> **Activity**
In the entries below, find the line with "Examine the image above and tell me: where has the large" and the line with "Examine the image above and tell me: where has the flat-roofed"; give again those lines and every line between them, exactly.

> **Exercise inputs**
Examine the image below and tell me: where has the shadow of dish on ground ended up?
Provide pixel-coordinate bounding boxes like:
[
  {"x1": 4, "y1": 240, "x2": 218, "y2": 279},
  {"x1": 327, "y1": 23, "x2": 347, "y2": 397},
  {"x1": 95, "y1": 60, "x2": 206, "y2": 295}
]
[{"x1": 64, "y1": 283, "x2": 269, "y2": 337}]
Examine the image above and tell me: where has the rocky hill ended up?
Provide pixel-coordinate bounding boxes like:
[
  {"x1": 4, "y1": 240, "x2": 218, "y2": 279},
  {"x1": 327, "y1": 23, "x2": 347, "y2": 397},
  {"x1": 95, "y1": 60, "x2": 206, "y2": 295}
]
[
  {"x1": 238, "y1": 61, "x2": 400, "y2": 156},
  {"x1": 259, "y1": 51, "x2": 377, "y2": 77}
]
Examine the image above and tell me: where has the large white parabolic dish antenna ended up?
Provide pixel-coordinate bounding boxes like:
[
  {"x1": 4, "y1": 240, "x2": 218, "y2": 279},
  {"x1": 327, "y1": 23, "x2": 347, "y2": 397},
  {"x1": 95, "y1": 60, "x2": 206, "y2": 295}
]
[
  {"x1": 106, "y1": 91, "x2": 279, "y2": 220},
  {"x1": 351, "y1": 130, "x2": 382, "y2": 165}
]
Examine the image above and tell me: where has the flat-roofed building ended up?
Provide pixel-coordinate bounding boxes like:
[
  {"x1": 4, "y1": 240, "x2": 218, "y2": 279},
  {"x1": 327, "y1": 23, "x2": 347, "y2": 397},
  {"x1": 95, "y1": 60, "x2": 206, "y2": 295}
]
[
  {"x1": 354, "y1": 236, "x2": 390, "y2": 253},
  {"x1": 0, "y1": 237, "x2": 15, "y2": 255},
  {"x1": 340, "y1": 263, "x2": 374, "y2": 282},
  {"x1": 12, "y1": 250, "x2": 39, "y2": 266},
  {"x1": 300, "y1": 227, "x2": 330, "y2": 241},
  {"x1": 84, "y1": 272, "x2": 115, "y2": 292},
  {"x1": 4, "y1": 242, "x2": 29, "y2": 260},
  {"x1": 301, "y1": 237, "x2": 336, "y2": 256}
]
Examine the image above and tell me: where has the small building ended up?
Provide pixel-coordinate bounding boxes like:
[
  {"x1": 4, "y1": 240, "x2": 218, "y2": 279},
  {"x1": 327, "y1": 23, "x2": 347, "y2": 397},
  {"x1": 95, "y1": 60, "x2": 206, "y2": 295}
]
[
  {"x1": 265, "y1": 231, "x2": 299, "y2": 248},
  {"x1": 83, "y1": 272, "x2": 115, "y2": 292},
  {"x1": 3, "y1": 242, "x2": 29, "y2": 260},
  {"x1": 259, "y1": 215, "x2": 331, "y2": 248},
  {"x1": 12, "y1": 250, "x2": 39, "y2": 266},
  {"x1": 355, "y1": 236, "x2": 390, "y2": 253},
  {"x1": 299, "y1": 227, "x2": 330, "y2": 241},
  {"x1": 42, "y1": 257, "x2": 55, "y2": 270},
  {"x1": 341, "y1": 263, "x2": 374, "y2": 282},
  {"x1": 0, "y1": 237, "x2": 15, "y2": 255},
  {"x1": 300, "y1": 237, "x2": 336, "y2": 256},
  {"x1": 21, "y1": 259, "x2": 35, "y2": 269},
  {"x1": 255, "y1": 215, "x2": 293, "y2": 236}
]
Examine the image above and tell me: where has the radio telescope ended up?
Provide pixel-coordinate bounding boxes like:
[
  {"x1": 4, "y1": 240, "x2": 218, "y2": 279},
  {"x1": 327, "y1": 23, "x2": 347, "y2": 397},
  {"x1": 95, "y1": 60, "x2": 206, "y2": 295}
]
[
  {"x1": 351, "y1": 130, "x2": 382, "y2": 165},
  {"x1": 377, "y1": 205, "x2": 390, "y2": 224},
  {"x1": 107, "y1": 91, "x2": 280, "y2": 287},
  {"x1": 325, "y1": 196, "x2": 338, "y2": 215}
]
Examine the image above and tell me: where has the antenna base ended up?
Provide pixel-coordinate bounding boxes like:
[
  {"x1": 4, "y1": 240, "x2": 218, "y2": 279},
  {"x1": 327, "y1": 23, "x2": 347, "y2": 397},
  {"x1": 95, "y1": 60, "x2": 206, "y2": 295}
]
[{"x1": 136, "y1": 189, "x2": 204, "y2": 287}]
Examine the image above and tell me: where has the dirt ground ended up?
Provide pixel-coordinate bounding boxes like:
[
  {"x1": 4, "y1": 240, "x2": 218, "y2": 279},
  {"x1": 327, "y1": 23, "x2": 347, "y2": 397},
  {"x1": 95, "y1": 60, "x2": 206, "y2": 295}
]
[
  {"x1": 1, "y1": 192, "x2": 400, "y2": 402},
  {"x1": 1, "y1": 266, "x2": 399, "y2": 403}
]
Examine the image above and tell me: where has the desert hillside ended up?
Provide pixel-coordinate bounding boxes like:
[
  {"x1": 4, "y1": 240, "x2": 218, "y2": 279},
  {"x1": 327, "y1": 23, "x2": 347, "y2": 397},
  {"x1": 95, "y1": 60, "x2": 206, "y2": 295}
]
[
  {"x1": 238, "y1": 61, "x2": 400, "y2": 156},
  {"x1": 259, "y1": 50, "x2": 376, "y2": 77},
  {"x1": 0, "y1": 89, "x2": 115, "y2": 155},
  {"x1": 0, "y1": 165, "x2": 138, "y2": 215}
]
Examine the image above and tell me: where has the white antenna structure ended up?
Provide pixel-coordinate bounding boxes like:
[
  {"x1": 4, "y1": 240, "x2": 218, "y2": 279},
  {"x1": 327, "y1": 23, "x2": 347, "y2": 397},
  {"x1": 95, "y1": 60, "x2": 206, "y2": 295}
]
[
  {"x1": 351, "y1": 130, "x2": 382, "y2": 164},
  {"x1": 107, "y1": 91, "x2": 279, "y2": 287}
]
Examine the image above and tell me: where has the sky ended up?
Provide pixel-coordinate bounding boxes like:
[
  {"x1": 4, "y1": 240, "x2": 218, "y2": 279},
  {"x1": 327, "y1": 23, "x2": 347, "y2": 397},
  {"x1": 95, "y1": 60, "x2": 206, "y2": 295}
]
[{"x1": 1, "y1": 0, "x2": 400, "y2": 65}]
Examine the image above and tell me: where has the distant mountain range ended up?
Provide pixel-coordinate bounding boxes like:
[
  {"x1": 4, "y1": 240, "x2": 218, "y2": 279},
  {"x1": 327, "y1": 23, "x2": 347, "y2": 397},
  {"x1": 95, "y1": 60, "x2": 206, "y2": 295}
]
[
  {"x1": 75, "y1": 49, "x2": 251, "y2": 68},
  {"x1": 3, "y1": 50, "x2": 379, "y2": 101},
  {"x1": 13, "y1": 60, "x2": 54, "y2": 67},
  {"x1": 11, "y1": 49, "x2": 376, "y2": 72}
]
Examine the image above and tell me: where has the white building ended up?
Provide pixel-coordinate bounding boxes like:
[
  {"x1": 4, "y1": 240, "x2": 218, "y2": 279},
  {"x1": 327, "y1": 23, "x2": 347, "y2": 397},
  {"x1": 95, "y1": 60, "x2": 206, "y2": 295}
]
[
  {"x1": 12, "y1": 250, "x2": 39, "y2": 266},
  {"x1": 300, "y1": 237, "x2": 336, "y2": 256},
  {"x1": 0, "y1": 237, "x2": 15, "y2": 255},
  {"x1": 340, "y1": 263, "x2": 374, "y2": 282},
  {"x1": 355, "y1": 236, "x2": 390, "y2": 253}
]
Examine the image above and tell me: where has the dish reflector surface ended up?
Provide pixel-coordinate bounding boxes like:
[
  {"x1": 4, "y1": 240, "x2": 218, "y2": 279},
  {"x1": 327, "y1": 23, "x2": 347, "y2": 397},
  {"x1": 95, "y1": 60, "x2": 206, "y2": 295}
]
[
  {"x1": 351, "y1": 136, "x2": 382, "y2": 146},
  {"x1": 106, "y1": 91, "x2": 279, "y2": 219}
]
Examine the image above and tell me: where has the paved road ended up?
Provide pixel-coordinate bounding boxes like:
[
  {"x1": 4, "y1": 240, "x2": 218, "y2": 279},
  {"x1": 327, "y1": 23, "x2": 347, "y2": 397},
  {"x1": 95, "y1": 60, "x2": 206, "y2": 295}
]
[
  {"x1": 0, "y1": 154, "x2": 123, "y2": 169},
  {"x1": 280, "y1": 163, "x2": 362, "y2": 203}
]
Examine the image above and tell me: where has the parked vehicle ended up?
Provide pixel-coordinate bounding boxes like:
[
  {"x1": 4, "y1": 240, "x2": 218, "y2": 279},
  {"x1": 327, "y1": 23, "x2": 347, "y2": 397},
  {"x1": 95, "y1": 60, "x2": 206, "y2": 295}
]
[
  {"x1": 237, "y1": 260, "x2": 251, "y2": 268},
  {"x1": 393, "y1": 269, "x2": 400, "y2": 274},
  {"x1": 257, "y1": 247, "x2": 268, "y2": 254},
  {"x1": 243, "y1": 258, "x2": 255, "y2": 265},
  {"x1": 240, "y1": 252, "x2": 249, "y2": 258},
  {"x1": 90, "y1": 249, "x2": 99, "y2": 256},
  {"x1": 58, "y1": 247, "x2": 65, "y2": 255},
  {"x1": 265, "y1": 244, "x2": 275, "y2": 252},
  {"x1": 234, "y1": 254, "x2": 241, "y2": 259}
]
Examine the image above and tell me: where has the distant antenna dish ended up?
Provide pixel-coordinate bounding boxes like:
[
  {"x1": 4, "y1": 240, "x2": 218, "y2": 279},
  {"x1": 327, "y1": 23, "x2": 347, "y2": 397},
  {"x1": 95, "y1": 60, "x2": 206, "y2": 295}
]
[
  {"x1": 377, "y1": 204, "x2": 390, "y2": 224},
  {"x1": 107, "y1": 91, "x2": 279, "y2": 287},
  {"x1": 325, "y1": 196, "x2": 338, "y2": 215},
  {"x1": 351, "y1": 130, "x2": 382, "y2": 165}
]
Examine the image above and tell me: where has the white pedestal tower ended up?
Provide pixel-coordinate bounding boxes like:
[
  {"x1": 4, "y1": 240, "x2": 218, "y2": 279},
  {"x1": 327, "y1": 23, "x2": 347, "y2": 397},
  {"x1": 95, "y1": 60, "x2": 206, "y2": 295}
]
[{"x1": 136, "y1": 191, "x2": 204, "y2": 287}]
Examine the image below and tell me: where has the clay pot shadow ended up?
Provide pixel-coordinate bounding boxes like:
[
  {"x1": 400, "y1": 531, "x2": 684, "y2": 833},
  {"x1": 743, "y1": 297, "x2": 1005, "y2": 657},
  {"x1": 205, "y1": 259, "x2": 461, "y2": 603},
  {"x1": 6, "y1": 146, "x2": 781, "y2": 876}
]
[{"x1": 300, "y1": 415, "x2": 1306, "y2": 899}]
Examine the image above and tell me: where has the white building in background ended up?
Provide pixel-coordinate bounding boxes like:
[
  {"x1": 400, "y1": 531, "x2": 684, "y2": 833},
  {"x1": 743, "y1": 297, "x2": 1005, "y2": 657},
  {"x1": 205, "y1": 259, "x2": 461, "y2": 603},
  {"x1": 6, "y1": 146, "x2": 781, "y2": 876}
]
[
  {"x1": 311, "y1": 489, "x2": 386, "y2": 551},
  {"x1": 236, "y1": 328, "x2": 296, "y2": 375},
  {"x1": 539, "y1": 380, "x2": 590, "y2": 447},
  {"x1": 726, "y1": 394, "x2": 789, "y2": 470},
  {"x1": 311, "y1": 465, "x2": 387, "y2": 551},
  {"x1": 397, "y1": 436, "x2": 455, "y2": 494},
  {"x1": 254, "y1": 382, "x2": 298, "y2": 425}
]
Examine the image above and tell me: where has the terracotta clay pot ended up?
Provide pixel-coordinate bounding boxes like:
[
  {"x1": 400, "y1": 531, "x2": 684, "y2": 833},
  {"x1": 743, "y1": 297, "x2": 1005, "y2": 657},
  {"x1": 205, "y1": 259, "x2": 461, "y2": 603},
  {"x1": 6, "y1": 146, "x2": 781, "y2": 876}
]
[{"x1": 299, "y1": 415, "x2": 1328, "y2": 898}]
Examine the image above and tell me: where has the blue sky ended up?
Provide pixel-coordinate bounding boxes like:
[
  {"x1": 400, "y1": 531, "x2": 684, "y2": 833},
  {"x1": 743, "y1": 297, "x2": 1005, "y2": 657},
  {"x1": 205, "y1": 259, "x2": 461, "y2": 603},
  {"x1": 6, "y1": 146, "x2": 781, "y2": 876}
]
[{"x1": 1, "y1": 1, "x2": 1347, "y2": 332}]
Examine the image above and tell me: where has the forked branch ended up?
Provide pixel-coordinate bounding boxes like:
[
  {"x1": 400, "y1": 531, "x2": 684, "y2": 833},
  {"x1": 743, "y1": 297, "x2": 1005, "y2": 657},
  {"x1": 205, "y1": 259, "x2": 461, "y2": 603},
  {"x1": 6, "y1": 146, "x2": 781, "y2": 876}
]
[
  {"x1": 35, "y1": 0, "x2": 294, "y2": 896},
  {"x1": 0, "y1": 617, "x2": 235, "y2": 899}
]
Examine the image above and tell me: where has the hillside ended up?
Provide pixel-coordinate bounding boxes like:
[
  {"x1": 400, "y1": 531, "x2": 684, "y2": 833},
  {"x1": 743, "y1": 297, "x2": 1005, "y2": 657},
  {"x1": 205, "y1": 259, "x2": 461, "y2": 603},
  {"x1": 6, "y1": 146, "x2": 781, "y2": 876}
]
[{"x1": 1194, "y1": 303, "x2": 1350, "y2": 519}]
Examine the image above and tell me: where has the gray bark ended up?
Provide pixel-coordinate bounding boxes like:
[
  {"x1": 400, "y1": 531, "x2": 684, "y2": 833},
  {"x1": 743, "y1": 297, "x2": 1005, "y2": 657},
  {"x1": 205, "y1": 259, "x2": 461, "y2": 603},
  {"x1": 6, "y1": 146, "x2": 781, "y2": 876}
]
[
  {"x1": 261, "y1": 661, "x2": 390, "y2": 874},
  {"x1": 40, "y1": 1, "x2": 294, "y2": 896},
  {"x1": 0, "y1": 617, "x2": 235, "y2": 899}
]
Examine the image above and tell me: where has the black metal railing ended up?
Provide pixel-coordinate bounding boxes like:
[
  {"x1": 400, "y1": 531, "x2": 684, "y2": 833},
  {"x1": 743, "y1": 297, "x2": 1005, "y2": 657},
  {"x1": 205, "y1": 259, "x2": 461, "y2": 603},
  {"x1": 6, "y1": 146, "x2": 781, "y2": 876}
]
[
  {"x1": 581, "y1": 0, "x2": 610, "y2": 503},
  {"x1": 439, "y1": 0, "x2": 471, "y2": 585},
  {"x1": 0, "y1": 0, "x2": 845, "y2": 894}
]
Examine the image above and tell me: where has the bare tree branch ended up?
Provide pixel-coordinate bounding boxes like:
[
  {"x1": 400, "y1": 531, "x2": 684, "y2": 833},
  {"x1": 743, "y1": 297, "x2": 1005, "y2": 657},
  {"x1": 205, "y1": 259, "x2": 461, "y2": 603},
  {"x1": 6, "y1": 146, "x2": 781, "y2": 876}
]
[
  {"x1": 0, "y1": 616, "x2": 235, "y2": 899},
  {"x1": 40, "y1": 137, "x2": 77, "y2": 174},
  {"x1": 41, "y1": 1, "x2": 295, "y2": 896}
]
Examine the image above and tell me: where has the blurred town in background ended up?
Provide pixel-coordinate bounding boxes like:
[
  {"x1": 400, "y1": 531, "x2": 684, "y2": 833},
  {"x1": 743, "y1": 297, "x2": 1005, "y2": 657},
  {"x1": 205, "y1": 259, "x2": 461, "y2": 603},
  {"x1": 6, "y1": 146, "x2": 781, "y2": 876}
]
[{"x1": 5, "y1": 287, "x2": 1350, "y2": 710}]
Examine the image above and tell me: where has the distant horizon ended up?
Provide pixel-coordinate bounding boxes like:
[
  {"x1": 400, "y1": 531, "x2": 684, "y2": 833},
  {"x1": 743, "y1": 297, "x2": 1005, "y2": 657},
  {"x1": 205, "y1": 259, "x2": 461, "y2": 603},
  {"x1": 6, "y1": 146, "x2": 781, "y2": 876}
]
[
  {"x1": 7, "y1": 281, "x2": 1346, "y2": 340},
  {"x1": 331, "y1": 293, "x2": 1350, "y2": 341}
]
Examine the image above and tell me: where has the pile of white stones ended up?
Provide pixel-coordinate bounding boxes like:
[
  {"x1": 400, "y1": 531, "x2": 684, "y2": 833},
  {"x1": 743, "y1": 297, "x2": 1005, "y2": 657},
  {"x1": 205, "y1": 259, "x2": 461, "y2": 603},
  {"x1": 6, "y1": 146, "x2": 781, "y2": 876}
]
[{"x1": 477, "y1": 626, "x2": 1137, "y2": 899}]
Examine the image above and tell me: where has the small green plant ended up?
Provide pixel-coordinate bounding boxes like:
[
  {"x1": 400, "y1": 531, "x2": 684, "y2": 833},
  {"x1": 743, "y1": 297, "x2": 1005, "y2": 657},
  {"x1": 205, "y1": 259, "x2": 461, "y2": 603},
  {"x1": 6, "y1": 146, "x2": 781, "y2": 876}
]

> **Written solution**
Examine the image above and tell me: where has the large white parabolic dish antenna ended up?
Provide pixel-coordinate bounding boxes like:
[
  {"x1": 4, "y1": 240, "x2": 218, "y2": 279},
  {"x1": 327, "y1": 23, "x2": 347, "y2": 397},
  {"x1": 95, "y1": 60, "x2": 206, "y2": 295}
]
[
  {"x1": 106, "y1": 91, "x2": 279, "y2": 220},
  {"x1": 351, "y1": 130, "x2": 382, "y2": 165}
]
Examine the image above and tell me: where has the flat-roofed building ended up?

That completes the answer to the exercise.